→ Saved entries
++++++++++
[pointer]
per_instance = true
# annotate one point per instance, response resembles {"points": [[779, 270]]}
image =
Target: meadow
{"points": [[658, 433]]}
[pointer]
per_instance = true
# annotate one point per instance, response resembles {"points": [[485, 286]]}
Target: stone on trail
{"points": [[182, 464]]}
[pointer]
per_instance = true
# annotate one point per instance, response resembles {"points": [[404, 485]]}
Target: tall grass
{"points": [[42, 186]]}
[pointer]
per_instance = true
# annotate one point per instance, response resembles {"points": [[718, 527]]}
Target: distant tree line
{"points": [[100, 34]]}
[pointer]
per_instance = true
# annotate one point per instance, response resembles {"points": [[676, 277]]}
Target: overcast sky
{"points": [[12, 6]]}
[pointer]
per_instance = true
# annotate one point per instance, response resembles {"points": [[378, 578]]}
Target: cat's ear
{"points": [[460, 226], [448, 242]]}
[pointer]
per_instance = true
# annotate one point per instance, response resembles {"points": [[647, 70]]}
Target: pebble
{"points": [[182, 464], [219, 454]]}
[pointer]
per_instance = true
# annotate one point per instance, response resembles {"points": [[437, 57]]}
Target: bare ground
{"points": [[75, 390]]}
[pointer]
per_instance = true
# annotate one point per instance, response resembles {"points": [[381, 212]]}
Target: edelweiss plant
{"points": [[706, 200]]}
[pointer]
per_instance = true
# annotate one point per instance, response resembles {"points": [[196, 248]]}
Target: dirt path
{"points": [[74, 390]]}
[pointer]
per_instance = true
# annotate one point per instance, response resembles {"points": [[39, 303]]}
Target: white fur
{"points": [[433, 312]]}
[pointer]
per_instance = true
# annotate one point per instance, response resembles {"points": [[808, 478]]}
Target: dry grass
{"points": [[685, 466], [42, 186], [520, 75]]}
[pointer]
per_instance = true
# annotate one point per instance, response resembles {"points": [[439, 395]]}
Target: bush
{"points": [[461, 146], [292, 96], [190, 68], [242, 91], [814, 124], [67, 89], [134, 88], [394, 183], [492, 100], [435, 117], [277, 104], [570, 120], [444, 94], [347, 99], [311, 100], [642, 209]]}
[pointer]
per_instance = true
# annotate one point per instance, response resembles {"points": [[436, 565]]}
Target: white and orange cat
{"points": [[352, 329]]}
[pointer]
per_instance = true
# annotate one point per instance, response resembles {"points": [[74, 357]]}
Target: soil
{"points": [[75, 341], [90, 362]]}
++++++++++
→ About this exercise
Each line above needs to be returned exactly as it is.

→ Written solution
[pointer]
per_instance = true
# annotate one point per instance, response resembles {"points": [[779, 270]]}
image =
Target: meadow
{"points": [[658, 433]]}
[pointer]
per_instance = true
# annotate one point per instance, response resembles {"points": [[485, 286]]}
Target: stone on trail
{"points": [[182, 464]]}
[pointer]
per_instance = true
# annotate one point per instance, response resembles {"points": [[404, 485]]}
Target: tall grass
{"points": [[42, 186]]}
[pointer]
per_instance = true
# annotate one point per instance, response resembles {"points": [[718, 527]]}
Target: distant tree line
{"points": [[100, 34]]}
[pointer]
per_instance = true
# annotate one point per instance, response resembles {"points": [[676, 277]]}
Target: overcast sky
{"points": [[12, 6]]}
[pointer]
per_instance = true
# annotate one point per instance, response resembles {"points": [[378, 578]]}
Target: cat's ear
{"points": [[460, 226], [448, 242]]}
[pointer]
per_instance = true
# annotate one point per instance, response resembles {"points": [[647, 70]]}
Target: pebble
{"points": [[182, 464], [219, 454]]}
[pointer]
per_instance = true
# annotate one point per instance, response resembles {"points": [[437, 57]]}
Target: bare ground
{"points": [[75, 390]]}
[pointer]
per_instance = true
# annotate one point per instance, response resembles {"points": [[381, 212]]}
Target: edelweiss plant
{"points": [[706, 200]]}
[pointer]
per_instance = true
# annotate one point per instance, response resembles {"points": [[196, 248]]}
Target: dirt path
{"points": [[74, 390]]}
[pointer]
per_instance = true
# annotate one point per instance, response resembles {"points": [[39, 303]]}
Target: white fur
{"points": [[433, 312]]}
[pointer]
per_instance = true
# annotate one point per instance, response resembles {"points": [[808, 478]]}
Target: dry grass
{"points": [[685, 466], [42, 186], [520, 75]]}
[pointer]
per_instance = true
# annotate one point per instance, response resembles {"points": [[439, 395]]}
Target: bush
{"points": [[461, 146], [292, 96], [190, 68], [242, 91], [814, 124], [67, 89], [134, 88], [394, 183], [492, 100], [435, 117], [277, 104], [570, 120], [444, 94], [347, 99], [311, 100], [642, 209]]}
[pointer]
per_instance = true
# annotate one point per instance, response resembles {"points": [[436, 565]]}
Target: white and orange cat
{"points": [[352, 329]]}
[pointer]
per_instance = true
# annotate one point per instance, response resembles {"points": [[74, 357]]}
Target: soil
{"points": [[75, 341], [90, 362]]}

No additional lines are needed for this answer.